_TASK PROMPT_.
All lines below must be repeated exactly, with the pictures omitted.

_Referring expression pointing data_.
---

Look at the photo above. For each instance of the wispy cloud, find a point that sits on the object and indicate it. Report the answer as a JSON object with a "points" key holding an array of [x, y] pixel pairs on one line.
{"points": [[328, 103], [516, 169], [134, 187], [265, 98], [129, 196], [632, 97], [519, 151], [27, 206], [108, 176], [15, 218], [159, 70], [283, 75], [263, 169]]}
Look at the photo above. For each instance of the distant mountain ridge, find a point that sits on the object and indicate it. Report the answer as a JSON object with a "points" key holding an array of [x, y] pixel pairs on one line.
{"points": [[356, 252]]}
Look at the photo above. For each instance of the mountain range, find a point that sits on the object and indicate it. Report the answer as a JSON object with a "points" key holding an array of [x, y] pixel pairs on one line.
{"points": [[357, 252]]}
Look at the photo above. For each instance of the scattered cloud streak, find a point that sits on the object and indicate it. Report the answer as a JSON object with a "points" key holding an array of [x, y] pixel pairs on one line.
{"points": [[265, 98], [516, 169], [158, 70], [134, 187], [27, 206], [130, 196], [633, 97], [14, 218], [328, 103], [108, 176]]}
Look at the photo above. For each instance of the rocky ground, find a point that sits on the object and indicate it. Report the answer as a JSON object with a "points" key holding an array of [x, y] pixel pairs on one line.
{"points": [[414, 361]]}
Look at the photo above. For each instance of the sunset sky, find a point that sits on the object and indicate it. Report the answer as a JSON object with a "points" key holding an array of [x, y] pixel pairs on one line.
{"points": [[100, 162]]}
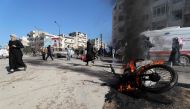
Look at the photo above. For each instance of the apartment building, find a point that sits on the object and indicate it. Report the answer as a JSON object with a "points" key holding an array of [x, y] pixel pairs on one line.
{"points": [[38, 39], [80, 39], [157, 14]]}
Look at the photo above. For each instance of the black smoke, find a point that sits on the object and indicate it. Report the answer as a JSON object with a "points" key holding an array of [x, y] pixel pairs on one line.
{"points": [[134, 25]]}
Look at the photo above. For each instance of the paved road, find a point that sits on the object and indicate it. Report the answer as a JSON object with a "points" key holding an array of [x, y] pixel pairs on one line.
{"points": [[60, 84]]}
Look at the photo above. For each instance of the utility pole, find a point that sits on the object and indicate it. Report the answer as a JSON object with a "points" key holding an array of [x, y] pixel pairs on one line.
{"points": [[59, 33], [101, 40], [101, 48]]}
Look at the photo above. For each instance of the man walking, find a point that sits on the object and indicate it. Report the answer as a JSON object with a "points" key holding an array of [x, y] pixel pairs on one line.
{"points": [[68, 53], [15, 54], [49, 53]]}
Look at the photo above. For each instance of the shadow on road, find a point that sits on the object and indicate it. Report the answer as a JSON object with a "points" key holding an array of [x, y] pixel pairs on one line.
{"points": [[185, 85], [177, 98]]}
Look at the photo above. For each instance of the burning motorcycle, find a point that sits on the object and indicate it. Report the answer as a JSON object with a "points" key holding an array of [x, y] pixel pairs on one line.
{"points": [[155, 77]]}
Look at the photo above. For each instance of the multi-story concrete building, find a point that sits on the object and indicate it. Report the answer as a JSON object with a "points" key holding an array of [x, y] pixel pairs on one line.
{"points": [[80, 39], [38, 39], [97, 43], [157, 14], [24, 41]]}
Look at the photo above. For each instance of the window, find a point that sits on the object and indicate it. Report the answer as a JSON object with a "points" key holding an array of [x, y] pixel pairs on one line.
{"points": [[176, 1], [121, 29], [177, 15], [120, 18], [159, 10]]}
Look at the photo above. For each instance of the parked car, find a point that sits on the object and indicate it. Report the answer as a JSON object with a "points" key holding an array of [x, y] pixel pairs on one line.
{"points": [[59, 54], [162, 39], [4, 53]]}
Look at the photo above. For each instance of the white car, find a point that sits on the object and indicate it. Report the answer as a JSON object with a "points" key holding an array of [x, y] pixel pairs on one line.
{"points": [[4, 53]]}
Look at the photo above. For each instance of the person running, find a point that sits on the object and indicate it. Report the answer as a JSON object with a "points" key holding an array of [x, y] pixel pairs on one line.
{"points": [[49, 53], [15, 54]]}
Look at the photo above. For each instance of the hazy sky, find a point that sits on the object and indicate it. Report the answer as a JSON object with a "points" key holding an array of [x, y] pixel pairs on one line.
{"points": [[89, 16]]}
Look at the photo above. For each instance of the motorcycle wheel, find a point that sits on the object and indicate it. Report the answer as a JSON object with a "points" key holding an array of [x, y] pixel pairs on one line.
{"points": [[157, 78]]}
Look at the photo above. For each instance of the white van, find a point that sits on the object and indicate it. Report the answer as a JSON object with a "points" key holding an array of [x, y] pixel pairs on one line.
{"points": [[162, 39]]}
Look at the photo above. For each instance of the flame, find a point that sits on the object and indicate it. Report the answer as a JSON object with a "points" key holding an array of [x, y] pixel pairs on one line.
{"points": [[127, 87], [132, 66]]}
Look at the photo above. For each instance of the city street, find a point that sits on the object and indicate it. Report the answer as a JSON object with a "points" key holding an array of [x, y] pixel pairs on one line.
{"points": [[60, 84]]}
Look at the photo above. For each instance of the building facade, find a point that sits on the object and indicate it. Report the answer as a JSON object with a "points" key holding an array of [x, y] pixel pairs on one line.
{"points": [[80, 39], [157, 14], [39, 39]]}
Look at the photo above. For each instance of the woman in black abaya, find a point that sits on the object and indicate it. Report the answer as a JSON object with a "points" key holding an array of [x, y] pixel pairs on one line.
{"points": [[15, 54]]}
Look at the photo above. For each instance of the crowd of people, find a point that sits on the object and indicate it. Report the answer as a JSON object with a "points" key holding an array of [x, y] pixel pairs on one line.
{"points": [[15, 53]]}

---

_SOLUTION TO THIS PROBLEM_.
Look at the photo above. For each instance of the wispy cloud, find a point that sits on the object and indicate it. Report the answer as a JSON object with a "points" key holding an array of [x, y] pixel pairs on one line.
{"points": [[328, 103], [516, 169], [134, 187], [265, 98], [129, 196], [632, 97], [519, 151], [27, 206], [108, 176], [15, 218], [159, 70], [283, 75], [263, 169]]}
Look at the photo above. For each instance of the distant mountain ridge, find a point that sits on the object and indicate it. Report the answer as a JSON object with a "points" key holding an array of [x, y] pixel pairs on one line.
{"points": [[356, 252]]}
Look at the photo above. For each instance of the mountain range, find a point that sits on the object and indicate it. Report the answer as a JSON object with a "points" key holding an array of [x, y] pixel pairs on one line.
{"points": [[357, 252]]}
Look at the photo above. For each instance of the scattered cloud streak, find a point that sits on the object and indicate it. Report the answer as a JSON object with a "points" key holding an array of [x, y] pixel pairs on one line.
{"points": [[265, 98], [516, 169], [158, 70], [134, 187], [27, 206], [130, 196], [633, 97], [14, 218], [328, 103], [108, 176]]}
Look at the photo above. For each instance of the rocky ground, find a point that sits on the object and indicate it. Report the answer as a JSON object with a "points" key holding an array of [x, y] pixel pairs on one line.
{"points": [[414, 361]]}
Look at the photo above. For each instance of the sunset sky, find a point that sits on the object and indicate it. Report the answer as a JSON object with a "points" key holding an array of [x, y] pixel pairs on one line.
{"points": [[100, 162]]}
Look at the photo above. For each instance of the apartment building, find a point that sits on the object and indicate it. Report the answer as a JSON object with a "points" key holding an array of [x, y] pixel pairs on one line.
{"points": [[38, 39], [80, 39], [157, 14]]}
Look at the photo above. For each instance of the black smoke, find a point that sits on the object and indicate it. Report the answer as a JSON object with a "points" key holding an array of [x, y] pixel pairs on one line.
{"points": [[134, 25]]}
Look at the photo above. For each instance of the paved road, find a point that sits on the object and indicate it. Report the answer as a JSON object with a "points" key holding an array of [x, y] pixel pairs on one line.
{"points": [[60, 84]]}
Look at the photo above. For each instance of the utility pole, find a point that sits on the object and indicate it. Report the answer as a JSON object with a "points" key holding an array of [x, y] pixel pairs on one line.
{"points": [[59, 33], [101, 40], [101, 48]]}
Look at the photo above. For each instance of the man walking, find a point that sits on the object and indicate it. Report the answer as a JSON object with a "points" key holding an array of [x, y] pixel pairs on one line.
{"points": [[68, 53], [15, 54], [49, 53]]}
Look at the photo above. For each instance of the shadow on road, find a point that sits on the object and indicate it. Report the answer as a JSON object with a "points" key holding an array of [x, y] pixel pairs on one line.
{"points": [[185, 85], [177, 98]]}
Look at the photo above. For each instance of the burning motorcycle, find a point that sits on the object and indicate it. Report the answer as a JSON object with a "points" key holding an array of [x, y] pixel pairs on one line.
{"points": [[155, 77]]}
Look at the photo above. For each instance of the multi-story concrete building, find a point that sits on the object and indicate it. Report the answer as a JSON object with a "points" key holding an array of [x, y] pixel pairs on one line.
{"points": [[80, 39], [38, 39], [97, 43], [157, 14], [24, 41]]}
Look at the photo above. For each instance of the window, find a point that sits on the object and indicate it. Report the answer as a JSON object with a "points" key holding an array of [x, y] pixel pairs on one line.
{"points": [[176, 1], [121, 29], [177, 15], [120, 18], [159, 10]]}
Look at the photo above. For each instance of the parked car, find a point that sits on the object and indicate it. Report the answer as a JSON object with a "points" key holding an array of [x, y] pixel pairs on one line.
{"points": [[59, 54], [162, 39], [4, 53]]}
Look at the photo above. For each instance of the white car, find a point that sits on the object and indicate it. Report the answer as a JSON object with a "points" key holding an array of [x, y] pixel pairs on one line.
{"points": [[4, 53]]}
Look at the photo above. For each instance of the person running, find a point that sits on the object and indicate it. Report the answer as a JSON object with a "points" key holding an array of [x, y] pixel pairs on one line.
{"points": [[49, 53], [15, 54]]}
Look at the photo above. For each instance of the hazy sky, find a point that sits on the object and indicate it. Report the answer as a JSON object with a "points" key holding an array of [x, y] pixel pairs on one line.
{"points": [[89, 16]]}
Look at the photo above. For each instance of the motorcycle wheel, find a point that sits on the object and indicate it. Report the answer as a JSON object with a "points" key holding an array of [x, y] pixel pairs on one line.
{"points": [[157, 78]]}
Look at the photo above. For each instance of the white van, find a point that sits on the object and indicate it. Report the answer as a JSON object with a "points" key holding an array of [x, y] pixel pairs on one line.
{"points": [[162, 39]]}
Look at the photo above. For each instance of the flame, find a point that sits on the object and indicate it. Report the answer as a JSON object with a "points" key holding an array of [x, y] pixel pairs on one line.
{"points": [[127, 87], [132, 66]]}
Look at the photo above. For each instance of the city street, find a point that sits on the object and indicate it. Report the answer as a JSON object with a "points" key holding an array of [x, y] pixel pairs on one line.
{"points": [[60, 84]]}
Look at the photo above. For each instance of the building facade, find a point that sits on the object and indicate it. Report the answer as a JSON object with a "points" key holding an array of [x, y] pixel pairs on one line.
{"points": [[80, 39], [157, 14], [39, 39]]}
Look at the photo above. For each instance of the woman in black abaya, find a point that sits on the object and indicate it. Report the answer as a JSON object with a "points" key holding an array of [x, y] pixel pairs on one line.
{"points": [[15, 54]]}
Look at the photo above. For each instance of the crowd of people, find a point that sits on the object and indicate it. Report the answer as a JSON object with a "points" key holding an array of [x, y] pixel pairs on one line.
{"points": [[15, 53]]}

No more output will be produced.